**Task objective:**
The data below calls for an exact copy.

**Input data:**
___
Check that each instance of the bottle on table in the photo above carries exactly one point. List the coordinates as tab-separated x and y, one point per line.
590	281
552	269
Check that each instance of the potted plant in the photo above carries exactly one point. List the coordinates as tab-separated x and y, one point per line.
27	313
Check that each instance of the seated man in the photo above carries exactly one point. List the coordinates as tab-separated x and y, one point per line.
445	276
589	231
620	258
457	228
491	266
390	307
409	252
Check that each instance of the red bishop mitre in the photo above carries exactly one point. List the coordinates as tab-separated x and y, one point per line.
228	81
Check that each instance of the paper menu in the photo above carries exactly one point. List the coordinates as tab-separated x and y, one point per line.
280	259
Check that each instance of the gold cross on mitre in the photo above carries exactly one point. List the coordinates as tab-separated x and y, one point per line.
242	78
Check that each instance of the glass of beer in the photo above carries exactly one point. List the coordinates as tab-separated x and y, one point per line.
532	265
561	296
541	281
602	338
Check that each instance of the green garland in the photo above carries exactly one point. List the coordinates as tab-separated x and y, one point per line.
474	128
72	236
___
**Your response:**
Check that each instance of the bottle on table in the photo above carries exactly one point. List the coordinates as tab-separated x and y, one point per line.
590	281
552	269
Check that each instance of the potted plant in the photo above carries exactly one point. List the coordinates as tab-separated x and y, one point per line.
27	313
Check that each instance of the seated man in the photo above carries exactly one point. List the coordinates as tab-separated x and y, one point per line.
445	276
589	231
620	258
457	228
491	266
390	307
409	252
Check that each instance of the red bishop mitre in the photo above carries exactly one point. List the coordinates as tab-separated x and y, one point per line.
228	81
Check that each instance of the paper menu in the photo above carries exactly one point. List the coordinates as tab-separated x and y, one point per line.
280	259
Check that each instance of the gold cross on mitre in the photo above carries exactly one point. List the coordinates as tab-separated x and y, one point per line.
242	78
Check that each instance of the glass of beer in the photo above carries exactly one point. List the coordinates as tab-separated x and y, one point per line.
532	265
561	296
541	281
602	338
Check that each instance of the green garland in the photo above carries exactly one point. List the coordinates as tab-separated x and y, one point per line.
474	128
72	236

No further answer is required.